▸ **GIVEN TASK 1**
In the passage on children caring for pets, how can a family "test run" a pet before deciding to keep one?

▸ **SOURCE TEXT**
Please Mom, can we keep him!?! Kids will promise to do anything when trying to convince their parents to let them have a pet, but how much can kids really do? Realistically kids can help with feeding, watering, brushing, picking up pet toys, cleaning kennels, playing with and exercising the pet, cleaning the yard, training, and helping to walk the dog. There are also things they can’t do which parents must be willing to take on, such as, buying pet food, arranging vet appointments, administering meds, and caring for sick or injured pets.
Depending on your child’s age, and with adult supervision, caring for a pet can be one of the very best experiences of childhood. Before making the big decision, make sure you choose a pet that will “fit” your family. Delicate pets such as birds, lizards, and exotic insects, are not good choices for young children, as their care and handling are not something a young child can understand. On the other hand, a large dog or a very frisky cat may be more than you or your child can handle, and may even be frightening to the child. You may be able to “test run” a pet by “fostering” a dog or cat from a local agency dedicated to finding forever homes for pets. While the pet is temporarily in your care, parents and children will get a good idea of what it would be like to care for a pet 24/7. If your children tend to be lax in caring for the pet, it may be better to wait till they are older. If parents take over the pet duties the children promised to do, it only teaches children that if they shirk their responsibilities, Mom or Dad will do it for them. While this is often what happens, it sends the wrong message.

Records from a data source
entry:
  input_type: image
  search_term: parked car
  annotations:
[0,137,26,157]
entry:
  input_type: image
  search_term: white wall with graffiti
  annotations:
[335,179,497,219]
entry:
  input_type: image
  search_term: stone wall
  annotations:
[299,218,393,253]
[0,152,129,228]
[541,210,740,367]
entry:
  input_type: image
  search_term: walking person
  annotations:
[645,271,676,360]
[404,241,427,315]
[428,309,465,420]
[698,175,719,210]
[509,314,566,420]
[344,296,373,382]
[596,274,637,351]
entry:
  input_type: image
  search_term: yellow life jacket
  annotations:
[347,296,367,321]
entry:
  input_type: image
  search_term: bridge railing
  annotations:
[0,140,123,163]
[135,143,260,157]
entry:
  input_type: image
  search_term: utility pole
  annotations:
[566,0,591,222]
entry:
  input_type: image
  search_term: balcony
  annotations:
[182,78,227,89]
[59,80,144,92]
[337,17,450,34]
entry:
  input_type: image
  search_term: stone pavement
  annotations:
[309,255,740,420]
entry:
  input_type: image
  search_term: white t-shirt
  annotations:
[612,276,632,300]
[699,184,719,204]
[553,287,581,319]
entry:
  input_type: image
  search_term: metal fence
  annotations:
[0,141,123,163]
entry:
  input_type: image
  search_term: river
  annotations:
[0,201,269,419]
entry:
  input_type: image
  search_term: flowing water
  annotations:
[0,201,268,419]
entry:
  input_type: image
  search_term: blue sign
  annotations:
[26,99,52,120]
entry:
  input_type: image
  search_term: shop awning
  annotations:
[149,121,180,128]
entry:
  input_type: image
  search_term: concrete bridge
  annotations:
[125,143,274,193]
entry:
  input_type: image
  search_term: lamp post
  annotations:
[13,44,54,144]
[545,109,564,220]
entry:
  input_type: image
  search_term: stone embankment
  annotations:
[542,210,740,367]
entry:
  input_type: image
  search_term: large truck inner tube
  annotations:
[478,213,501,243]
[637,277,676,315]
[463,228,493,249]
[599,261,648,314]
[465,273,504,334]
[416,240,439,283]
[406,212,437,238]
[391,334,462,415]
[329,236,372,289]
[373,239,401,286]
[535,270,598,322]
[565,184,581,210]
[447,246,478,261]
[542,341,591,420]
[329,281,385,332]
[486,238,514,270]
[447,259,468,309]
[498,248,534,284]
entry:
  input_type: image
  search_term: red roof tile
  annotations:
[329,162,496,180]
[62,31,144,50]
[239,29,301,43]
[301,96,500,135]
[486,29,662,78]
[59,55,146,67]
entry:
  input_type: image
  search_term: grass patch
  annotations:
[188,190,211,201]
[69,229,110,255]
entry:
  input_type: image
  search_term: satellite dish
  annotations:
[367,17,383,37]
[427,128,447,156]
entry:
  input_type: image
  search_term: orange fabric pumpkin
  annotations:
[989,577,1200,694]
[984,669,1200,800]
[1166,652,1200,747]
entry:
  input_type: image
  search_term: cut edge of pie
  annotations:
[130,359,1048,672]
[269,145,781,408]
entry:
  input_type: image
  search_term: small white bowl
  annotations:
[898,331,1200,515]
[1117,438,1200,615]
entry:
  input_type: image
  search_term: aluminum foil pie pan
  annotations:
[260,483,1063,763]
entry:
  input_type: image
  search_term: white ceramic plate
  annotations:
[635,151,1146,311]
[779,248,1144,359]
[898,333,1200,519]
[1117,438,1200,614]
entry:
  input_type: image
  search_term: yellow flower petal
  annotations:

▸ **GIVEN TASK 2**
Return the entries verbatim, beginning at the first entry of the data source and ending with the line containing "[0,141,123,163]".

▸ **CORRECT RESPONSE 1**
By fostering a dog or cat from a local agency dedicated to finding forever homes for pets.

▸ **CORRECT RESPONSE 2**
entry:
  input_type: image
  search_term: parked car
  annotations:
[0,137,26,157]
entry:
  input_type: image
  search_term: white wall with graffiti
  annotations:
[335,179,497,219]
entry:
  input_type: image
  search_term: stone wall
  annotations:
[299,218,393,253]
[0,152,129,228]
[541,210,740,367]
entry:
  input_type: image
  search_term: walking person
  annotations:
[645,271,676,360]
[404,241,427,315]
[428,309,465,420]
[698,175,719,210]
[509,314,566,420]
[344,296,373,382]
[596,274,637,351]
entry:
  input_type: image
  search_term: yellow life jacket
  annotations:
[347,296,367,321]
entry:
  input_type: image
  search_term: bridge railing
  annotations:
[0,140,123,163]
[135,143,260,157]
entry:
  input_type: image
  search_term: utility pole
  annotations:
[566,0,591,222]
entry:
  input_type: image
  search_term: balcony
  annotations:
[182,78,227,89]
[59,80,144,92]
[337,17,450,34]
entry:
  input_type: image
  search_term: stone pavement
  annotations:
[309,255,740,420]
entry:
  input_type: image
  search_term: white t-shirt
  annotations:
[612,276,632,300]
[699,184,719,204]
[553,287,581,319]
entry:
  input_type: image
  search_term: metal fence
  annotations:
[0,141,123,163]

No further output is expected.